**What to produce:** Copy every line of the data below word for word, changing nothing.

**Source records:**

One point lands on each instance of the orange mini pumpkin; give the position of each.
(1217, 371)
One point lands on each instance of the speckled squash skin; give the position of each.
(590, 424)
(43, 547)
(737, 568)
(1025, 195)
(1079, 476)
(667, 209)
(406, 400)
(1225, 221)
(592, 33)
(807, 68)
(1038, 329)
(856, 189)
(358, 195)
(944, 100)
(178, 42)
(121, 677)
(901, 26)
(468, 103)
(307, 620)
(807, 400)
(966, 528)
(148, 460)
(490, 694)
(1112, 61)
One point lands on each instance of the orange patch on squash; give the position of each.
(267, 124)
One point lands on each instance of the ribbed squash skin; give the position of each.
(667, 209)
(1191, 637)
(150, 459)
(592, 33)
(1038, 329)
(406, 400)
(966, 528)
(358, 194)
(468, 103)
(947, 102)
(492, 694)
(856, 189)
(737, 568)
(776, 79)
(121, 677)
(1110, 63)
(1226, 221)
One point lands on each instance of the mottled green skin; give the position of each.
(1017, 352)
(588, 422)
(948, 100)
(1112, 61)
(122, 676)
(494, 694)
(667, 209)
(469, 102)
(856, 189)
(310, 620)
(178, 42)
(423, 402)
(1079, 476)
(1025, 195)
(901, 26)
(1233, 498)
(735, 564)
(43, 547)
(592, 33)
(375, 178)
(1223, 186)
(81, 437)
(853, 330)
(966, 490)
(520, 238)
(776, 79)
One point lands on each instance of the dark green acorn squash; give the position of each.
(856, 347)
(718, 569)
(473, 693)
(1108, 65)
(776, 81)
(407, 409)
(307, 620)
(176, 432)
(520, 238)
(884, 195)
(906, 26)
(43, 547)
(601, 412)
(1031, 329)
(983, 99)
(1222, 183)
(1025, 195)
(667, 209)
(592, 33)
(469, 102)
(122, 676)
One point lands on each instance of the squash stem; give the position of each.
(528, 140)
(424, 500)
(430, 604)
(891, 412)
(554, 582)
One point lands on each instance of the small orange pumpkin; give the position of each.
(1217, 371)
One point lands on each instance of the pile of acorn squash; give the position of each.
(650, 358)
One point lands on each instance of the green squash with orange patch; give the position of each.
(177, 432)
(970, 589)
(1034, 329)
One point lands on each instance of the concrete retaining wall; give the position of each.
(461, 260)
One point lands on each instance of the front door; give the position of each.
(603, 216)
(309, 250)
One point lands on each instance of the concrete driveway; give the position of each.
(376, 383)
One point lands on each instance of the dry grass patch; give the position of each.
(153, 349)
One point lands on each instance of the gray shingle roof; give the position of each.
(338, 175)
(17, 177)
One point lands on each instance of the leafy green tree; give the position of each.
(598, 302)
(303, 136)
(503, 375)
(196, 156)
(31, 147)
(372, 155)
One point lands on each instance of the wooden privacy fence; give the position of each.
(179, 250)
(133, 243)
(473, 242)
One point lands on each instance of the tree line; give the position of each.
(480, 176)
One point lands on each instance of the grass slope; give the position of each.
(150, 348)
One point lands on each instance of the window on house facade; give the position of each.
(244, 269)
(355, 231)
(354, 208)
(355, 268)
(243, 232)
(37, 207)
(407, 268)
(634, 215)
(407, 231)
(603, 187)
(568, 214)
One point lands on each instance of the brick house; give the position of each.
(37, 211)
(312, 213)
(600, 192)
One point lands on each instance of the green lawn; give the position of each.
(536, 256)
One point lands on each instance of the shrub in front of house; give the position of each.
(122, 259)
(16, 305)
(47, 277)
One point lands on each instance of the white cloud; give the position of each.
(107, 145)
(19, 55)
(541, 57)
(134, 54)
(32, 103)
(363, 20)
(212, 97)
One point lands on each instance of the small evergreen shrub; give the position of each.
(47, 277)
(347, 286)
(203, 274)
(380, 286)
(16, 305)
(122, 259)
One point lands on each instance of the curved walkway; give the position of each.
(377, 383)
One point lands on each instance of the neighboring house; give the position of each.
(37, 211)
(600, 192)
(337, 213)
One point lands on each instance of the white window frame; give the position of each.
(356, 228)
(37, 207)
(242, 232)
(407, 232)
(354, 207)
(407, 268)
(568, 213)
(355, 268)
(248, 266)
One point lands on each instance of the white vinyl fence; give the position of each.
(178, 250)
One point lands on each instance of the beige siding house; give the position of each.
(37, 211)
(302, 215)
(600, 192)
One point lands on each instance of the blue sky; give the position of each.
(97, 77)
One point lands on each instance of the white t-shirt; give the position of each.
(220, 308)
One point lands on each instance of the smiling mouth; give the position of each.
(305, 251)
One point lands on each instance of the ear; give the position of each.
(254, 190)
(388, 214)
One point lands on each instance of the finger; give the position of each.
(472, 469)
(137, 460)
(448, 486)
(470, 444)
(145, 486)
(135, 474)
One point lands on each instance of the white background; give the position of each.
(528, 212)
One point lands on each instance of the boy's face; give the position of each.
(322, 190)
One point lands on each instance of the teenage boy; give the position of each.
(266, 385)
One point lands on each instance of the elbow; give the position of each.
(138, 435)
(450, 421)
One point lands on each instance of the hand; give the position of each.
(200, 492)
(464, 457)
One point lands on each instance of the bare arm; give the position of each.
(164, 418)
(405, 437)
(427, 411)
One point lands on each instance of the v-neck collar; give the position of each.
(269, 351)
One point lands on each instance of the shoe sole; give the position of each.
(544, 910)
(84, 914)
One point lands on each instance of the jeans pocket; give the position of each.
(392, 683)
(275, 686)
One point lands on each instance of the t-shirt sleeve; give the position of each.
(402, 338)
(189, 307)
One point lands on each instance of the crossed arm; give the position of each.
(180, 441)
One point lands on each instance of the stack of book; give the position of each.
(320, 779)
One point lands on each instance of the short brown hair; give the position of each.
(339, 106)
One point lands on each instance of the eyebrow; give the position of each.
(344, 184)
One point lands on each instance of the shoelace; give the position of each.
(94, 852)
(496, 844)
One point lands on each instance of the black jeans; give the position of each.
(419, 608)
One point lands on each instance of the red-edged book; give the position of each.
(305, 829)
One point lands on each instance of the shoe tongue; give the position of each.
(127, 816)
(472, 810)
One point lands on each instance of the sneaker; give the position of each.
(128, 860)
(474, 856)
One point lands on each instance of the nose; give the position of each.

**Solution for this exercise:**
One point lands on each instance of the orange mini pumpkin; give the position of each.
(1217, 371)
One point lands on each instance of the speckled squash skin; give the position of each.
(590, 424)
(43, 547)
(737, 568)
(1025, 195)
(1079, 476)
(667, 209)
(406, 400)
(1225, 221)
(592, 33)
(807, 68)
(1038, 329)
(856, 189)
(358, 195)
(944, 100)
(178, 42)
(121, 677)
(901, 26)
(468, 103)
(307, 620)
(807, 400)
(966, 528)
(148, 460)
(490, 694)
(1112, 61)
One point lands on each instance of the orange patch on squash; give the position of each.
(267, 124)
One point lands on each instance of the ribbed squash skin; give the position of each.
(667, 209)
(1191, 637)
(150, 459)
(592, 33)
(1038, 329)
(406, 400)
(966, 528)
(358, 194)
(468, 103)
(947, 102)
(492, 694)
(856, 189)
(737, 568)
(776, 79)
(121, 677)
(1110, 63)
(1226, 221)
One point lands on each instance of the mottled green skin; give the position of each.
(1017, 352)
(588, 422)
(948, 100)
(1112, 61)
(122, 676)
(494, 694)
(667, 209)
(469, 102)
(856, 189)
(310, 620)
(178, 42)
(423, 402)
(1079, 476)
(1025, 195)
(901, 26)
(1233, 498)
(735, 564)
(43, 547)
(592, 33)
(375, 178)
(1223, 186)
(81, 437)
(853, 330)
(966, 490)
(520, 238)
(776, 79)
One point lands on each instance of the dark green acorn squash; give the position of each.
(856, 347)
(718, 569)
(473, 693)
(1108, 65)
(776, 81)
(407, 409)
(307, 620)
(176, 432)
(520, 238)
(884, 195)
(906, 26)
(43, 547)
(601, 412)
(1031, 329)
(983, 99)
(1222, 183)
(1025, 195)
(667, 209)
(592, 33)
(469, 102)
(122, 676)
One point lands on each instance of the squash stem; give the position of each.
(528, 140)
(424, 500)
(430, 604)
(891, 412)
(554, 582)
One point lands on each instance of the small orange pumpkin; give the position of each.
(1217, 371)
One point lands on each instance of the pile of acorn squash; give the position of each.
(650, 358)
One point lands on each instance of the green squash with orange patch; give the position of each.
(177, 432)
(970, 589)
(1034, 329)
One point lands on each instance of the concrete retaining wall; give the position of each.
(461, 260)
One point lands on each instance of the front door; give the position of each.
(603, 216)
(309, 250)
One point lands on each instance of the concrete driveway; give the position of each.
(376, 383)
One point lands on each instance of the dry grass patch; give the position of each.
(153, 349)
One point lands on each instance of the gray shingle roof; give the position of each.
(338, 175)
(17, 177)
One point lands on each instance of the leafy green tree; give the position of each.
(598, 302)
(303, 136)
(503, 375)
(196, 156)
(31, 147)
(372, 155)
One point lands on each instance of the wooden privacy fence; give the position of each.
(179, 250)
(133, 243)
(473, 242)
One point lands on each instance of the tree line; give the position of each.
(480, 176)
One point lands on each instance of the grass slope; give the position of each.
(150, 348)
One point lands on each instance of the window on house facade; give the position of each.
(244, 269)
(355, 231)
(354, 208)
(355, 268)
(243, 232)
(37, 207)
(407, 268)
(634, 215)
(407, 231)
(603, 187)
(568, 214)
One point lands on each instance of the brick house; give the position of each.
(37, 211)
(312, 213)
(600, 192)
One point lands on each instance of the green lawn; give the position of each.
(536, 256)
One point lands on each instance of the shrub in front of house; give the position of each.
(122, 259)
(16, 305)
(47, 277)
One point lands on each instance of the white cloud; give the position of each.
(107, 145)
(19, 55)
(541, 57)
(134, 54)
(32, 103)
(363, 20)
(212, 97)
One point lands on each instance of the small evergreen shrub; give the position of each.
(47, 277)
(347, 286)
(203, 274)
(380, 286)
(16, 305)
(122, 259)
One point lands on each instance of the curved walkway; give the position of each.
(377, 383)
One point lands on each instance of the neighboring house; give the position of each.
(37, 211)
(600, 192)
(337, 213)
One point lands on each instance of the white window frame; give the position of each.
(356, 228)
(37, 207)
(242, 232)
(407, 232)
(354, 207)
(407, 268)
(568, 213)
(355, 268)
(248, 266)
One point lands on each instance of the white vinyl fence; give the position of each.
(178, 250)
One point lands on each instance of the beige siding house; give the position of each.
(37, 211)
(302, 215)
(600, 192)
One point lands on each instance of the blue sky; give the position of each.
(97, 77)
One point lands on each instance of the white t-shirt; give the position of each.
(220, 308)
One point lands on each instance of the smiling mouth; give the position of each.
(305, 251)
One point lands on each instance of the ear; give the position of each.
(254, 190)
(388, 214)
One point lands on each instance of the finger; give the position of each.
(472, 469)
(137, 460)
(448, 486)
(470, 444)
(145, 486)
(135, 474)
One point lands on each instance of the white background; give the position of each.
(528, 212)
One point lands on each instance of the boy's face; give the position of each.
(322, 190)
One point lands on each instance of the teenage boy; give the position of each.
(266, 385)
One point lands on each instance of the elbow; give the position of each.
(138, 435)
(450, 421)
One point lands on each instance of the hand; give the position of each.
(200, 492)
(464, 457)
One point lands on each instance of the bare arm; give the position of each.
(164, 418)
(405, 437)
(427, 411)
One point lands on each instance of the v-neck collar; give the position of each.
(269, 351)
One point lands on each instance of the shoe sole; give the position of each.
(544, 910)
(84, 914)
One point lands on each instance of the jeans pocket; give the position of each.
(392, 683)
(275, 686)
One point lands on each instance of the t-shirt sleeve; give the position of each.
(402, 338)
(189, 307)
One point lands on each instance of the crossed arm; give the position of each.
(180, 441)
One point lands on each instance of the stack of book; give the position of each.
(320, 779)
One point lands on each instance of the short brown hair; give the position of each.
(339, 106)
One point lands on each instance of the eyebrow; give the position of each.
(344, 184)
One point lands on each instance of the shoelace; give the position of each.
(94, 852)
(496, 844)
One point lands on each instance of the black jeans; give the position of each.
(419, 608)
One point lands on each instance of the red-edged book; give the position of each.
(305, 829)
One point lands on each instance of the shoe tongue; give the position of each.
(127, 816)
(472, 810)
One point lands on each instance of the sneaker; give the position of each.
(128, 860)
(474, 856)
One point lands on each instance of the nose; give the position of each.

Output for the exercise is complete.